Document excerpt
★ ★ ★ ★

On the morning of July 4, as people ran for their lives, trying to escape the gunfire that erupted around them, Highland Park coffee shop Owner Young Choi found herself, as one of the few businesses open, providing a safe haven to entire families.
"Someone said, 'please get down, everyone, and then just go to the kitchen or bathroom so no one can see us.' They were just yelling. Maybe 25 people were here," said Choi, who owns Perfect Blend. "With the strollers, babies, parents and a dog. They just came in."
After 21 years operating from her Central Avenue location, Choi didn't want to reopen. But she did.
"My community needs to go back to normal life as quickly as they can be," Choi said.
Many others in the surrounding area have done the same, as they try to regain a sense of normalcy.
Many of the storefronts now read, "Highland Park strong."
"People that are coming in, you see, there's pain on their face. They're very disturbed," said Anat Borochov, who owns ABC Design Jewelers.
An Israeli émigré, Borochov has lived in Highland Park for 37 years. Robert Crimo's family lives a block away from her. She closed Tuesday, but reopened Wednesday.
"I feel like I had to open because I have obligations to other customers and people that are getting engaged, and they're waiting for their happy moments and want certain things. They're counting on me," Borochov said. "It's horrifying to me, every day that I have to get to my store and pass by, and see all the chairs and all the strollers, what people left. It feels awkward because they still want to come and get their stuff, but they're also in pain, and they're, should I, should I not?"
And then there's orthodontist Josh Gilbert.
He was at the parade with his family Monday.
Getting back to work is as much about serving his patients as keeping himself distracted and busy. But there are challenges.
"We have young patients who are also coming in, who were personally affected, and it's hard to know what to say to these patients. People are being very quiet," said Dr. Gilbert, with Gilbert Orthodontics. "With kids, you just don't know. Everyone processes this differently. So we don't want to, if the parents that are having a tough time with their children, we don't want to trigger somebody unintentionally."
In general, those in the business community are rallying around each other and the people they serve.
Borochov, the jewelry store owner, hopes to create a token to give to each of those injured.
A bakery on Central Avenue is planning a fundraiser for Friday, where they hope to get children from the area involved.

★ ★ ★ ★

Information shown
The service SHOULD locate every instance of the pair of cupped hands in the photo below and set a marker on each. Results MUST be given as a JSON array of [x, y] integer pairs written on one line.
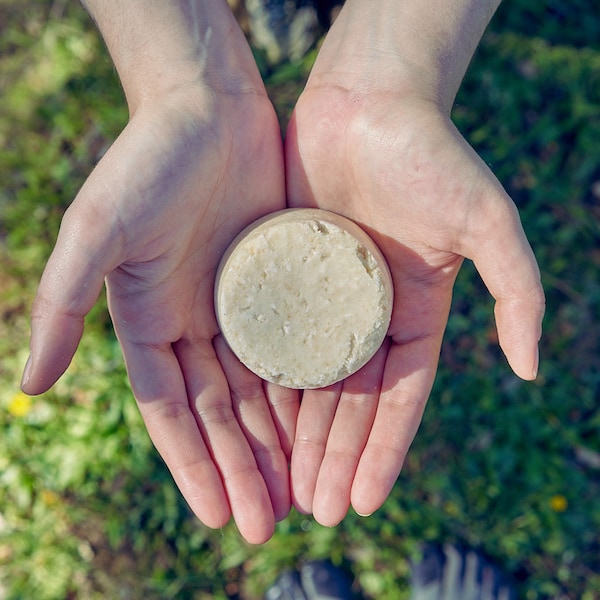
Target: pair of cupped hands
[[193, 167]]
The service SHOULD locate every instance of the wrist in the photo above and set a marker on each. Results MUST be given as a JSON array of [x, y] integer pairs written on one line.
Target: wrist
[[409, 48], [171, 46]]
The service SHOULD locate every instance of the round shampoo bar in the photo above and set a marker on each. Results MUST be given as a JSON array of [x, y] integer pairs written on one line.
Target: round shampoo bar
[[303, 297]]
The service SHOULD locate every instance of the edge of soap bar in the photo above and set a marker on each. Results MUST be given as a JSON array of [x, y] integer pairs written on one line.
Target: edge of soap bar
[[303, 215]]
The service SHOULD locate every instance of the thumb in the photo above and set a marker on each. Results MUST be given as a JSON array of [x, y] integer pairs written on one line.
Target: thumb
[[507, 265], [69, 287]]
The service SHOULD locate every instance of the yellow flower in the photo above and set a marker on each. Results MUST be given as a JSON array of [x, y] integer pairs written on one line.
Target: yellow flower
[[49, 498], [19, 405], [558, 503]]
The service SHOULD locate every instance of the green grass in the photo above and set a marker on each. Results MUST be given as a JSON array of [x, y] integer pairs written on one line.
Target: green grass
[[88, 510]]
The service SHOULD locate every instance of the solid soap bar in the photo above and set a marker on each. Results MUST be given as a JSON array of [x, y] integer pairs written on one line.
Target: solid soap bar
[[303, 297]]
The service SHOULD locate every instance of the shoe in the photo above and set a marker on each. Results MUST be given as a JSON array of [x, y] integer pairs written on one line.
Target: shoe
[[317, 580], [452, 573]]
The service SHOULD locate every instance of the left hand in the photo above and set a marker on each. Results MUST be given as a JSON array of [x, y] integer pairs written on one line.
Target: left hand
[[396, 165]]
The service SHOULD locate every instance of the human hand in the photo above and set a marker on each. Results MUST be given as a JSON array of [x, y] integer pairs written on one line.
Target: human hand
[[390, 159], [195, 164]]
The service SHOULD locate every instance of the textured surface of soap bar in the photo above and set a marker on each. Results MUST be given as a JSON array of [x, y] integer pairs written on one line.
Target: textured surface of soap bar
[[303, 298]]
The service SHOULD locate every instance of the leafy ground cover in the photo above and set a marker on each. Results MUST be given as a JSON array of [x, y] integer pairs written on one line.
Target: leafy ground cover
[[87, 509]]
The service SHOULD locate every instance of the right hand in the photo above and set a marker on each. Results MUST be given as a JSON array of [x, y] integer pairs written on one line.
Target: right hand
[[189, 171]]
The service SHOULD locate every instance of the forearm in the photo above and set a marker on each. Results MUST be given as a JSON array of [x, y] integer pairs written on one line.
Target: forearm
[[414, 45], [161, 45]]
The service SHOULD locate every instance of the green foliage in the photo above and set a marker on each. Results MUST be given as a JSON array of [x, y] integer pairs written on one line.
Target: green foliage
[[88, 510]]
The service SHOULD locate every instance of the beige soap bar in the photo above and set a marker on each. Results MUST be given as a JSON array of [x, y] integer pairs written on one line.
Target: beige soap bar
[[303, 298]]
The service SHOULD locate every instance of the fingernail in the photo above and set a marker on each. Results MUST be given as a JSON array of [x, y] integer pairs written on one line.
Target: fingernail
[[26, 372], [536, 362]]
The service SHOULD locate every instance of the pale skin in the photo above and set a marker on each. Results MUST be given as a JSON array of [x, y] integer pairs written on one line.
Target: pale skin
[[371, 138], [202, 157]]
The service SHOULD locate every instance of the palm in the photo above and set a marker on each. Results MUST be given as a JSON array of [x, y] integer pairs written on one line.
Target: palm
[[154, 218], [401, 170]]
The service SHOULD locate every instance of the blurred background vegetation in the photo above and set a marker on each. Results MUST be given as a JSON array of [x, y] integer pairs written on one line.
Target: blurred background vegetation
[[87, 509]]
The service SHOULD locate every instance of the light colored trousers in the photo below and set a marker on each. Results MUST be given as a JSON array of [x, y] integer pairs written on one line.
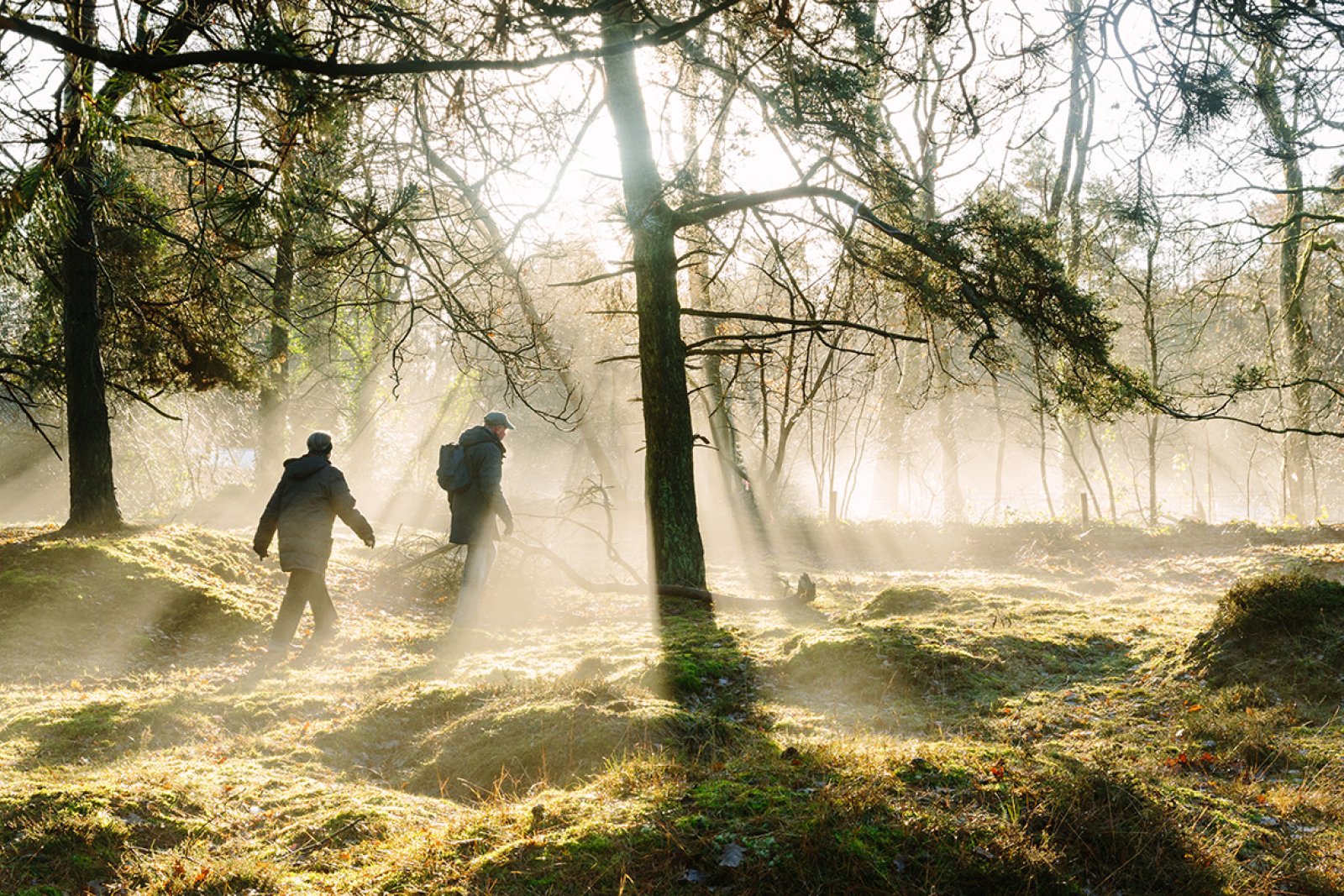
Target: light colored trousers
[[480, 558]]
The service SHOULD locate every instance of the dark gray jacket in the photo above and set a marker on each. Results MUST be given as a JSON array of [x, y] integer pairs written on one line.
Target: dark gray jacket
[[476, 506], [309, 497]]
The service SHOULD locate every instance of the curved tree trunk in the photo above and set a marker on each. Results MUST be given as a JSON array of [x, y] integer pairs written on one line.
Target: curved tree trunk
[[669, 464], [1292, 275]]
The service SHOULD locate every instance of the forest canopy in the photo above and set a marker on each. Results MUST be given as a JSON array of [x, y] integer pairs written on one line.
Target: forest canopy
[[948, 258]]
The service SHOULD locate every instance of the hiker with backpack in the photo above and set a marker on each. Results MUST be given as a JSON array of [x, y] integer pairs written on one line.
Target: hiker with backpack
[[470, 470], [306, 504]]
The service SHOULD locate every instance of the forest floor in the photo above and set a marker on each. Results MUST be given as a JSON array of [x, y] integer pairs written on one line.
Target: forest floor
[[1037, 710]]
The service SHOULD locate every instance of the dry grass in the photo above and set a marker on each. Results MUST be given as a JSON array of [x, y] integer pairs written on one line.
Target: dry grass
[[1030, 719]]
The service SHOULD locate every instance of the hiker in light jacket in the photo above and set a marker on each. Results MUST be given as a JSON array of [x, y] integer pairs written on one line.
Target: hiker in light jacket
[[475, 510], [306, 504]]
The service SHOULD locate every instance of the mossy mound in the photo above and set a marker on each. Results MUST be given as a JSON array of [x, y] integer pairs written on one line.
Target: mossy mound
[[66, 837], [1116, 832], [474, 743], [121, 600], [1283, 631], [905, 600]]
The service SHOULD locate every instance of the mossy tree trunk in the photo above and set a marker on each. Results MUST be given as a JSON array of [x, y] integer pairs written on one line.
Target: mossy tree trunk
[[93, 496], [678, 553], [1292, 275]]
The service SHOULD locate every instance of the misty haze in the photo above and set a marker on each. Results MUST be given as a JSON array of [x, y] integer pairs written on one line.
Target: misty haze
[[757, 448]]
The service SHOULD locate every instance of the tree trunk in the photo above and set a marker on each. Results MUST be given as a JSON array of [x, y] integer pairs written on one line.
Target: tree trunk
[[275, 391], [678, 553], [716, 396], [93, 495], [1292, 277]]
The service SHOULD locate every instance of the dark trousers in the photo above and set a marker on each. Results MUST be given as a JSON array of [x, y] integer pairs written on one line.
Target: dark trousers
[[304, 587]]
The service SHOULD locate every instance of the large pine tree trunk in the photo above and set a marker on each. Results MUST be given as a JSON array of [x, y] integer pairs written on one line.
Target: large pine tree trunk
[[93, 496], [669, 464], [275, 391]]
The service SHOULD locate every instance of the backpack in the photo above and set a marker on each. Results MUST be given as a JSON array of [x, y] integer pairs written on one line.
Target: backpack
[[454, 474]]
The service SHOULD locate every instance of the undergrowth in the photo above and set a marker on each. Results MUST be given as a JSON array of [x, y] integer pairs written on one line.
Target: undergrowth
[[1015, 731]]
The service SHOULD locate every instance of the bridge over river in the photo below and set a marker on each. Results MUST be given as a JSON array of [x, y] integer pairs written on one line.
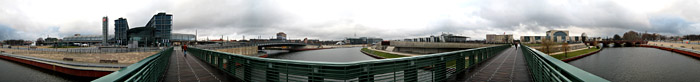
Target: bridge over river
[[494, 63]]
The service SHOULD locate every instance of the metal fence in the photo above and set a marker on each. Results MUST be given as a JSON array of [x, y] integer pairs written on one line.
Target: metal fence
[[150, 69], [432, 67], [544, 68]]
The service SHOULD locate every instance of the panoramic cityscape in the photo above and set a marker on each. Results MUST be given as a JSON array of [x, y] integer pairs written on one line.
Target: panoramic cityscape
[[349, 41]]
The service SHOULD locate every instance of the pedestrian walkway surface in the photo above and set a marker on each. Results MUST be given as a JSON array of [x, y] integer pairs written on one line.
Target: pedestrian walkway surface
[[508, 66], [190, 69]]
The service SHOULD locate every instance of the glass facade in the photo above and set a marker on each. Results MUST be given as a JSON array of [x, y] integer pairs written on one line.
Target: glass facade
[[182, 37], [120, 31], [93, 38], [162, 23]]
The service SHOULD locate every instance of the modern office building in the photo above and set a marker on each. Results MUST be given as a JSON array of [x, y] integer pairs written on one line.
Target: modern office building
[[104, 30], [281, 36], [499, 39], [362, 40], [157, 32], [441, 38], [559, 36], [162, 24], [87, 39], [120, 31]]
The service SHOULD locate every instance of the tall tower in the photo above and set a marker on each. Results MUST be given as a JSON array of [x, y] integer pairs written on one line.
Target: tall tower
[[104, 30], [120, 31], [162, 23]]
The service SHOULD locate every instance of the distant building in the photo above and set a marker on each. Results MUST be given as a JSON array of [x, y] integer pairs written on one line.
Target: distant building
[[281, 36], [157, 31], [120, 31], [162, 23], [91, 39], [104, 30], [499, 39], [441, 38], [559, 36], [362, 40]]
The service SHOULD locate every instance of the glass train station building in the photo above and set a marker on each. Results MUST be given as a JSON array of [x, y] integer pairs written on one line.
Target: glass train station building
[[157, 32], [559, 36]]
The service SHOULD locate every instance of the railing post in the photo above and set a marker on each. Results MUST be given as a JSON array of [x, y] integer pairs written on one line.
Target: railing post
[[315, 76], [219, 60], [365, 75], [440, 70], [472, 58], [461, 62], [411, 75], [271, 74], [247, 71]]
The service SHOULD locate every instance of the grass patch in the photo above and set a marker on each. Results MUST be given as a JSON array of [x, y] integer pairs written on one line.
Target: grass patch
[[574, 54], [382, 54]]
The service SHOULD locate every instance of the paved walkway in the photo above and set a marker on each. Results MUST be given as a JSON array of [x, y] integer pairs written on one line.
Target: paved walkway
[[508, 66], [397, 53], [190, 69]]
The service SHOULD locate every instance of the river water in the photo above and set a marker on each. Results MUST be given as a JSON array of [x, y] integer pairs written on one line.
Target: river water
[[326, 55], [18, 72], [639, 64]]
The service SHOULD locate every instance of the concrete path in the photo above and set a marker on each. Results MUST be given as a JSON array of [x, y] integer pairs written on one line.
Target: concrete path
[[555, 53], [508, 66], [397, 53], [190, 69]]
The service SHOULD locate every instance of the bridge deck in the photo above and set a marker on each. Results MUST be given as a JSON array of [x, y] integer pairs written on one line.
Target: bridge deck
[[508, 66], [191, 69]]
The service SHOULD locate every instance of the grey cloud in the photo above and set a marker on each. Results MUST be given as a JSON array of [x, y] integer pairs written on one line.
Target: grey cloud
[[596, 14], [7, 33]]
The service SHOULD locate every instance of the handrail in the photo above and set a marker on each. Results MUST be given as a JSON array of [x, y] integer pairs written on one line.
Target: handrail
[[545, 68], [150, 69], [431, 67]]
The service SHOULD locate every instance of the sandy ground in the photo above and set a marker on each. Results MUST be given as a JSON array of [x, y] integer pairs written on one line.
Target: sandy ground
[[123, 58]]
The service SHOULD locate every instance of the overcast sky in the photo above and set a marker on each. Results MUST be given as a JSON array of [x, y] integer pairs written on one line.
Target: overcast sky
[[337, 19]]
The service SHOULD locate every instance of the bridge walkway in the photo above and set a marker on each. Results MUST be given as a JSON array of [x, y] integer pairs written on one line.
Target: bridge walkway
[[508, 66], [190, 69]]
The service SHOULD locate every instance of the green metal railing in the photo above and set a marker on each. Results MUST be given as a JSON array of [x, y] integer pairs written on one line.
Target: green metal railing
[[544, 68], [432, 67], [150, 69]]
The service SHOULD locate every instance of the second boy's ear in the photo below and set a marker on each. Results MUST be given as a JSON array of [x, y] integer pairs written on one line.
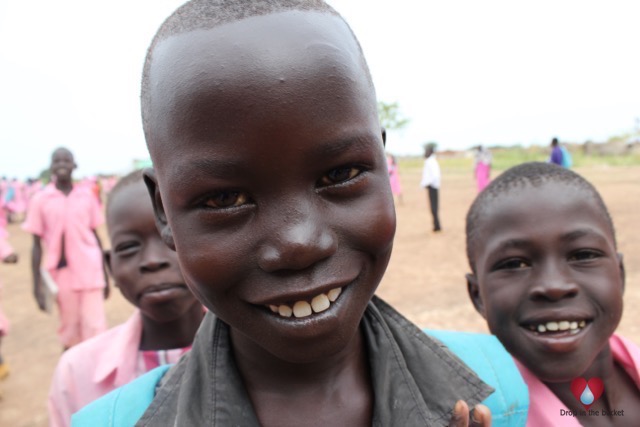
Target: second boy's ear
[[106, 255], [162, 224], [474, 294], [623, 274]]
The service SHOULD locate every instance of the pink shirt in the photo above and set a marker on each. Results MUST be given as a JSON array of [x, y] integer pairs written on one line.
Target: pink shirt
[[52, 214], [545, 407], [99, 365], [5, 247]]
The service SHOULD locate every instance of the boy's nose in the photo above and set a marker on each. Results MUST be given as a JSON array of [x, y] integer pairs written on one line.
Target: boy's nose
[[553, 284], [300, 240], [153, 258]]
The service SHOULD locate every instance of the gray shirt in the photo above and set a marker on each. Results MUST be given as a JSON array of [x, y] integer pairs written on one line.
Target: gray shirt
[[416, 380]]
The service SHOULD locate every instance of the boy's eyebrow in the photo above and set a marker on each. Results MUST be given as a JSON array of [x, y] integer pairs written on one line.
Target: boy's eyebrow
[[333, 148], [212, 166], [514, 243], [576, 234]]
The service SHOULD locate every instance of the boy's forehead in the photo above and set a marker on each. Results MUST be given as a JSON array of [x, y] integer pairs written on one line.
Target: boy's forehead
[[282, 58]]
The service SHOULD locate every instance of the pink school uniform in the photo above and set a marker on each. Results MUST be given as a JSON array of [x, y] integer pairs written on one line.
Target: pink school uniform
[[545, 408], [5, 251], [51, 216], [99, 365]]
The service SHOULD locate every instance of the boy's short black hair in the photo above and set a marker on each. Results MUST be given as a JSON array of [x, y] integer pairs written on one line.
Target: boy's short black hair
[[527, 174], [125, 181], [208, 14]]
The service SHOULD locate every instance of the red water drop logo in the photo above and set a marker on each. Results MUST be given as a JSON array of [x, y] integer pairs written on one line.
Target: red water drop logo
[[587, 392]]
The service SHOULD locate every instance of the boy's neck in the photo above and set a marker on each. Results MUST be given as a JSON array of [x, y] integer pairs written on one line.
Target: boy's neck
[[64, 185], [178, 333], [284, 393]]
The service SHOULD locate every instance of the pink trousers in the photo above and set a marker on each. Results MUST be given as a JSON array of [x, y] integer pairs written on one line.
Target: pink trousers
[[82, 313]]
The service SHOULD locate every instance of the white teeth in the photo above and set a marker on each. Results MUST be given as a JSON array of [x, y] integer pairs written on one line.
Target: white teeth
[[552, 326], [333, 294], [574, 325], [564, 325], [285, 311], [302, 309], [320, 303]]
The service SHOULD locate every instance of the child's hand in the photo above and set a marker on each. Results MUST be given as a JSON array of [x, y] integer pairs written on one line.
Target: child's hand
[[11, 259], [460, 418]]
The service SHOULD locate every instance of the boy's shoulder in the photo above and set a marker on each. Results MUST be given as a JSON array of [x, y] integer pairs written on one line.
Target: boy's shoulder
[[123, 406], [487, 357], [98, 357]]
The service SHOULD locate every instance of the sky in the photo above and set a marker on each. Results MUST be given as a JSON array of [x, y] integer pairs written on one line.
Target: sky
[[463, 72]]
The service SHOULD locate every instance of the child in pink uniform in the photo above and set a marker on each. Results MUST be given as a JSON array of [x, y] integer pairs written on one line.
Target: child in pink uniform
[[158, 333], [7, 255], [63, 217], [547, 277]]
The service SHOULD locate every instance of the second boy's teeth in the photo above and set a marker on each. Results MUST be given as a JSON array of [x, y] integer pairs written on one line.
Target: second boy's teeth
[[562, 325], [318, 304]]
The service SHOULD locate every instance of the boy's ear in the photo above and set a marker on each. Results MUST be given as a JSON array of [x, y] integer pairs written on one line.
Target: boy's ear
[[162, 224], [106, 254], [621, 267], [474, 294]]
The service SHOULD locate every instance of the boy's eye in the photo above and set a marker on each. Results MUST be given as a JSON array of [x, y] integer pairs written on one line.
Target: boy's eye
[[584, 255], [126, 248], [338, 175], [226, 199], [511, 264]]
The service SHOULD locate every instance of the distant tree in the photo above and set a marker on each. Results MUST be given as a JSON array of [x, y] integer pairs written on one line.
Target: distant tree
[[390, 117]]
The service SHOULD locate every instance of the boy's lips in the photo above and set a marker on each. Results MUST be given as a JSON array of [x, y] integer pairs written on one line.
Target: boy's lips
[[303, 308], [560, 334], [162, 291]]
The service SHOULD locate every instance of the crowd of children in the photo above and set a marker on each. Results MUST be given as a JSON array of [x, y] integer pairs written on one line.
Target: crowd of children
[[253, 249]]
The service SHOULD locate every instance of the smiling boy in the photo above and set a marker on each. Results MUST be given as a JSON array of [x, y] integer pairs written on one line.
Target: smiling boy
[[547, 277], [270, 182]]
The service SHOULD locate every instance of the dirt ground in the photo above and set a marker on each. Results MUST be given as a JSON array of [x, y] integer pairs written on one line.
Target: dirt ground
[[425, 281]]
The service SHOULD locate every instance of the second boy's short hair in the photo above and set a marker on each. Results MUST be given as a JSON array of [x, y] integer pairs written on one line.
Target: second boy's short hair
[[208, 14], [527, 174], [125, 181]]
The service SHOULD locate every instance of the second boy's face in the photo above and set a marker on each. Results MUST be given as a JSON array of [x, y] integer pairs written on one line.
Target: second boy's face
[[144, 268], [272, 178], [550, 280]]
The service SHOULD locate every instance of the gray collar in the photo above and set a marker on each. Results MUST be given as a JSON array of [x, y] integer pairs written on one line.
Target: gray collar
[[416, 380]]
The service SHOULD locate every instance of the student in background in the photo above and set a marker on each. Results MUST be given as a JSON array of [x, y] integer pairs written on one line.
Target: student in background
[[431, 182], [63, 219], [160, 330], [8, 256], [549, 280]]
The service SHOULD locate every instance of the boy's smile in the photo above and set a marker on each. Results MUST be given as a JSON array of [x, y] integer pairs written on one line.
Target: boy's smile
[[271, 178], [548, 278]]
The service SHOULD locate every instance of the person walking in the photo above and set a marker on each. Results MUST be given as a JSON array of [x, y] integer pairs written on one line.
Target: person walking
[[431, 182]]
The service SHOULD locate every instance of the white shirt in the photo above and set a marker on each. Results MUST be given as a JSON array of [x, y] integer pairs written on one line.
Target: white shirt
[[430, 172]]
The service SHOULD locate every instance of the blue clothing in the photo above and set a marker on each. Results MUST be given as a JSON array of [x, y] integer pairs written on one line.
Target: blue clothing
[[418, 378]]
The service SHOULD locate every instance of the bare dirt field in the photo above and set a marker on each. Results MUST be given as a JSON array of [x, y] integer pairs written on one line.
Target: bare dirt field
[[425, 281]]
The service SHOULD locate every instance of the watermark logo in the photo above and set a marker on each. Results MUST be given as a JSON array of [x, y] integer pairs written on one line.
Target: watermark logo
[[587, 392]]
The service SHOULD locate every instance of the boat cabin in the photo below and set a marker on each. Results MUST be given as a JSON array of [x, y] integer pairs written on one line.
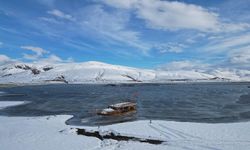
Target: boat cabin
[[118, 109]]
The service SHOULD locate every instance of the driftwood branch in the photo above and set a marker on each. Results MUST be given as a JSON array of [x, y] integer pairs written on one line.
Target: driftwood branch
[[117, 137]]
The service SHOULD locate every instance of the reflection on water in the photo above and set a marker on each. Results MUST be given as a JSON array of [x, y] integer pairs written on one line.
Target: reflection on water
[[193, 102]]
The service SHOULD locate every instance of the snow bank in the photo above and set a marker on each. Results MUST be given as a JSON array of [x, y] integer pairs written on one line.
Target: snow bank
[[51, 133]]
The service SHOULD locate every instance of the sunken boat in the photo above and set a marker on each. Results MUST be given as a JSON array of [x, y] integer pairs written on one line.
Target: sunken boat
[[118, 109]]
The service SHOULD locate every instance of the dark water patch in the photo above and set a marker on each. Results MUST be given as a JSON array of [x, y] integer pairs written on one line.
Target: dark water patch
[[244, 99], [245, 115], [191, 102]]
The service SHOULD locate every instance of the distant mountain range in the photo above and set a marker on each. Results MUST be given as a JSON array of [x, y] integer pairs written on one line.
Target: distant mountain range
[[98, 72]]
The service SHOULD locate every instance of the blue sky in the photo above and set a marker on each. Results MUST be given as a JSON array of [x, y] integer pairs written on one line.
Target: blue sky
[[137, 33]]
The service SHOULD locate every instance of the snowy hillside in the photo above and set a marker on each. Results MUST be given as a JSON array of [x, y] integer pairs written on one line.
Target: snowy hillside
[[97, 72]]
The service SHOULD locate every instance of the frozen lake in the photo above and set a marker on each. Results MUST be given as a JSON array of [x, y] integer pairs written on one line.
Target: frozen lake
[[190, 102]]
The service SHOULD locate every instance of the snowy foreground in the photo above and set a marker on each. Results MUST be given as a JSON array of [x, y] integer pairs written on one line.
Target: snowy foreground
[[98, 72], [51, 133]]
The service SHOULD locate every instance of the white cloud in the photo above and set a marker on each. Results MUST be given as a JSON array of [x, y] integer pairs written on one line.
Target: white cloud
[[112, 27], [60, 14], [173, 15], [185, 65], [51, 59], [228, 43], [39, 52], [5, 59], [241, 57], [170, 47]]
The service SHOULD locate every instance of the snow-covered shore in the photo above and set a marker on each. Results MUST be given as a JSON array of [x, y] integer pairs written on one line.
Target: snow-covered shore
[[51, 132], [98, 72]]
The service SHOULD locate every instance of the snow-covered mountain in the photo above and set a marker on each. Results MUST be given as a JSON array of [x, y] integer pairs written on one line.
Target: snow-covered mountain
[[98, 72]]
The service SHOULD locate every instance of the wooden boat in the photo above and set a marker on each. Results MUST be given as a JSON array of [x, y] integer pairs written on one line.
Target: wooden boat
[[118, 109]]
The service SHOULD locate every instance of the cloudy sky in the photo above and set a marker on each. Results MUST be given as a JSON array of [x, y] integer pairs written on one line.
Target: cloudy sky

★ ★ ★ ★

Task item A
For each statement, say whether it agrees with the Highland Park article. Answer yes or no, and quote the words of the article that decide it.
(i) Young Choi had run her coffee shop from its Central Avenue location for 21 years.
(ii) Anat Borochov kept her store closed on both Tuesday and Wednesday.
(iii) Josh Gilbert was at the parade with his family.
Task item B
Write the next part of the Highland Park article, beginning after its final sentence.

Your response A
(i) Yes: "After 21 years operating from her Central Avenue location"
(ii) No: "She closed Tuesday, but reopened Wednesday."
(iii) Yes: "He was at the parade with his family Monday."

Your response B
There's a lot going on with people coming together, trying as best they can to comfort each other as the shock gives way to grief.
Whether they knew them or not, many came to pay their respects to the victims and the survivors of the Fourth of July shooting that left seven people dead and dozens of others wounded.
"My brother is actually related to one of the victims here, his grandpa, so we just (came) to show our respects for them. We feel really sad," North Shore resident Abigail Lopez said.
Chicago community activist Pastor Donovan Price came to the North Shore suburb Thursday, offering prayers and a reminder of just how connected we all really are.
"The pain that the people feel here is the same pain you feel in Englewood. The pain that they feel here is the same. The same tears I see mothers cry night after night in Chicago," Price said.
On Thursday morning, crews picked up items abandoned along the parade route during the chaos.
During the day, some ventured to the town's high school to retrieve what was left.
To help heal, local anti-gun violence advocates are inviting residents to Sunset Woods Park Thursday night, not only to grieve, but to re-build a sense of community with their fellow Highland Parkers.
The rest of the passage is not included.